What the task requires:
List each line of the entries below that contains the word "boat", copying every such line in full.

Provided records:

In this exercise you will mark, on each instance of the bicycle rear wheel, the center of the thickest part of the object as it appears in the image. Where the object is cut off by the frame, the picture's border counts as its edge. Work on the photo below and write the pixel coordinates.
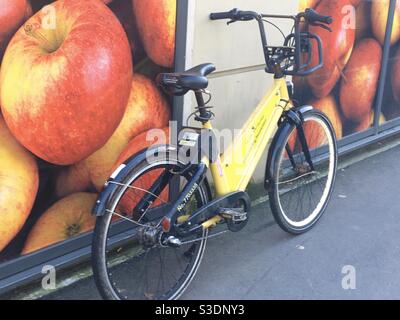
(301, 192)
(130, 260)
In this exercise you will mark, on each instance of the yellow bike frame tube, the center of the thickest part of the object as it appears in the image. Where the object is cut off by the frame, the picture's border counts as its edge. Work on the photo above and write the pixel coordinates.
(233, 171)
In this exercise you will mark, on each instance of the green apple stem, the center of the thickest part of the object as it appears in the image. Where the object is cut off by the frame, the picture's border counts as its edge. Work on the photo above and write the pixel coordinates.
(142, 63)
(44, 42)
(341, 71)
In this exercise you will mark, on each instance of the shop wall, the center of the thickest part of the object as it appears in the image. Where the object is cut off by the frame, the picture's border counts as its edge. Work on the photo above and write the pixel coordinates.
(240, 81)
(76, 88)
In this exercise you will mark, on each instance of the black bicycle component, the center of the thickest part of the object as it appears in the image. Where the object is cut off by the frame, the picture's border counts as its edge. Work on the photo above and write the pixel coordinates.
(153, 193)
(286, 60)
(193, 224)
(313, 16)
(184, 197)
(179, 84)
(113, 184)
(289, 120)
(300, 182)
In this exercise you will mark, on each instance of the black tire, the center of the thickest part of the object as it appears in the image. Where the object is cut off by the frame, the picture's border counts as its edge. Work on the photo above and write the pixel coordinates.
(294, 183)
(105, 269)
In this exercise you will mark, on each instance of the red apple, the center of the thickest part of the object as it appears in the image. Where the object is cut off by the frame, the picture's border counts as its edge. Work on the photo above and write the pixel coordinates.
(337, 46)
(65, 219)
(360, 81)
(146, 109)
(363, 16)
(314, 133)
(367, 122)
(379, 16)
(13, 13)
(156, 20)
(64, 90)
(19, 179)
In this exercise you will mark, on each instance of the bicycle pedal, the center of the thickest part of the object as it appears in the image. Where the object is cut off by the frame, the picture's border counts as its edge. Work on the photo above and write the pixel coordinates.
(234, 215)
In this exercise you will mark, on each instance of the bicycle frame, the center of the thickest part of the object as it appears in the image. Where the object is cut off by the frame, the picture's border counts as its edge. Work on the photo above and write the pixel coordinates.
(234, 169)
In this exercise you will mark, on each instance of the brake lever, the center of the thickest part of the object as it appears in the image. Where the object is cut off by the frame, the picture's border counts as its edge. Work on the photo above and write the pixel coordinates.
(323, 26)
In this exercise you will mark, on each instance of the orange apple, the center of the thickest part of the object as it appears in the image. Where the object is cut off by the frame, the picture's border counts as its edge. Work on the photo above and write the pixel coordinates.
(367, 122)
(379, 16)
(360, 81)
(337, 46)
(147, 109)
(19, 181)
(72, 179)
(363, 20)
(64, 90)
(65, 219)
(156, 20)
(13, 13)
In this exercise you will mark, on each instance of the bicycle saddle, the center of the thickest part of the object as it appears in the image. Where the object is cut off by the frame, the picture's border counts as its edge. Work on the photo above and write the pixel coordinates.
(181, 83)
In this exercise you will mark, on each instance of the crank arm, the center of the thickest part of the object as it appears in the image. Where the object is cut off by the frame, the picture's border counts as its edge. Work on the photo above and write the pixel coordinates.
(202, 216)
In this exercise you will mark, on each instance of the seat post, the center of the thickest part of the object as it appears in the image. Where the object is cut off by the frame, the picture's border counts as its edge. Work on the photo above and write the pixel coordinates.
(205, 116)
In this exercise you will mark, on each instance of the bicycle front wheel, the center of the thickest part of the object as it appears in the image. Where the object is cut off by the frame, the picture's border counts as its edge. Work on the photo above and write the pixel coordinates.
(302, 187)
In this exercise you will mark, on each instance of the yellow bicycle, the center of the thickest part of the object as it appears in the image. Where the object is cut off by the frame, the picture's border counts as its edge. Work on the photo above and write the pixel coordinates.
(157, 210)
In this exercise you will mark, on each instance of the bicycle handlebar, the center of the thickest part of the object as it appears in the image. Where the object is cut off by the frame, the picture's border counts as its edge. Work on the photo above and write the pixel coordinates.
(310, 16)
(313, 16)
(235, 15)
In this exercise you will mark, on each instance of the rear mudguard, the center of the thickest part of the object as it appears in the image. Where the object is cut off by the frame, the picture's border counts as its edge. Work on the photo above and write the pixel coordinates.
(120, 173)
(124, 169)
(290, 119)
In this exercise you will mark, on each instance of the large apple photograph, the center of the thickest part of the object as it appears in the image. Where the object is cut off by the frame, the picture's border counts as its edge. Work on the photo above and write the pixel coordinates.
(347, 85)
(77, 97)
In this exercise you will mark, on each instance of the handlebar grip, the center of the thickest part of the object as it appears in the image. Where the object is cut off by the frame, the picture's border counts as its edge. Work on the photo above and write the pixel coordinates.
(221, 15)
(313, 16)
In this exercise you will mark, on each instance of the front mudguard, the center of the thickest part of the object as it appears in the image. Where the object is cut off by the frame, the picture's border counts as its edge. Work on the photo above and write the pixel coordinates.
(289, 120)
(121, 172)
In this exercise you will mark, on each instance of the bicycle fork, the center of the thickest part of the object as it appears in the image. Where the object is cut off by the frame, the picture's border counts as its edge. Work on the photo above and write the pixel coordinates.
(297, 120)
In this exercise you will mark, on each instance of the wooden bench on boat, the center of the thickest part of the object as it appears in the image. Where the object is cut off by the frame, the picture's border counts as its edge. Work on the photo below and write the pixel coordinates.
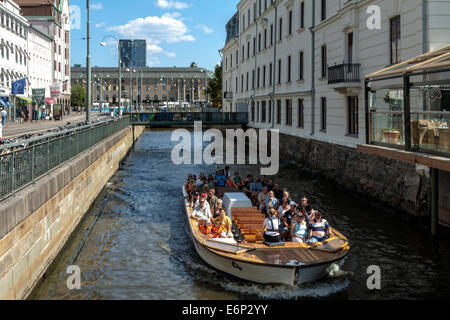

Written response:
In this exercise you will mark, on each instance of the wooden bench on boat, the center of the thickest part of the object as it appears in the image. Where the object is cut off by the frame, the picture's border counts as its edge. Work on the photo below and write the pixel coordinates.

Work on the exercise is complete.